*Job*. Repeat every item below word for word, line by line, without changing anything.

*Data entries*.
┄┄┄┄┄┄┄┄┄┄┄┄┄┄┄┄┄┄┄┄
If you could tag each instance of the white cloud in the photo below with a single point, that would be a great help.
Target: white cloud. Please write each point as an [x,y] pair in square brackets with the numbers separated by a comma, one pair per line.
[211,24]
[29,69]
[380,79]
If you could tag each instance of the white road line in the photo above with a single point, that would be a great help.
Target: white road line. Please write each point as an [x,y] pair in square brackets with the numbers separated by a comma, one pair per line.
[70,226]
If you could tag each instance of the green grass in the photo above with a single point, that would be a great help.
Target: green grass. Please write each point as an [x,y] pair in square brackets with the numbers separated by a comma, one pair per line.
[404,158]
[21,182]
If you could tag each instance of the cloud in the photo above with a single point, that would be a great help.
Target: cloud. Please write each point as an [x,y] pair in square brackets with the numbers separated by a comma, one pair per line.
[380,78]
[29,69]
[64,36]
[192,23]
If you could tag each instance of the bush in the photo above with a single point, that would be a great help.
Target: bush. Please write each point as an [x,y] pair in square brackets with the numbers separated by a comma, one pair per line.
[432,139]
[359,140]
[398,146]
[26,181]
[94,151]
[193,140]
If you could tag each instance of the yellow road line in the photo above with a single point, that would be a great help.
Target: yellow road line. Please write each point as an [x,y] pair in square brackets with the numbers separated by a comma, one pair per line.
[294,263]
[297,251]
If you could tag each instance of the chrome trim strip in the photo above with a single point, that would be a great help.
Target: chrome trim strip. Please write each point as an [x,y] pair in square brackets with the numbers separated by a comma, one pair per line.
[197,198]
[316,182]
┄┄┄┄┄┄┄┄┄┄┄┄┄┄┄┄┄┄┄┄
*In response*.
If you could tag each instance of the white cloud in the photo below with a single point, that would be a great help.
Target: white cloud. Please write each point as an [x,y] pair in square brackets with the numbers separated by a comma, one pair per line.
[211,24]
[29,69]
[380,79]
If you could tag each instance of the white road line in the photo above with a single point, that would be a great help.
Target: white road line. Please write each point as an [x,y] pair in square brackets with the numbers separated by a comma, one pair per line.
[70,226]
If you could tag each instance of the green grass in the photo above with a single point, that would be a great help.
Target: green grass. Please write each point as an [x,y] pair in square brackets with the numbers separated by a comma, one pair per line.
[404,158]
[21,182]
If you could tag each instance of the cloud in the photo above with a single point, that would be a great help.
Target: cloud. Please write each point as an [x,y] pair in square brackets with the numbers separated by a comma, one pair per line.
[380,78]
[29,69]
[64,36]
[192,23]
If you could tag each instance of the bush in the photo above with a single point, that would be a great help.
Target: bush. Please write each point as an [x,y] pair in square brackets with the numbers separated by a comma, one pair per line.
[432,139]
[359,140]
[398,146]
[26,181]
[94,151]
[193,140]
If you could tag each instance of the yellow road line in the photo above with a single point, that would be a great help.
Target: yellow road line. Please write each point as an [x,y] pair in square brackets with the numbers separated by a comma, one pair per line.
[294,263]
[297,251]
If you could tag each instance of the chrome trim strip in the photo above with a single point, that would be a great help.
Target: chrome trim strip. Please write each point as an [x,y] pair in square brackets with the numbers separated by a comma, one pair per line.
[197,198]
[316,182]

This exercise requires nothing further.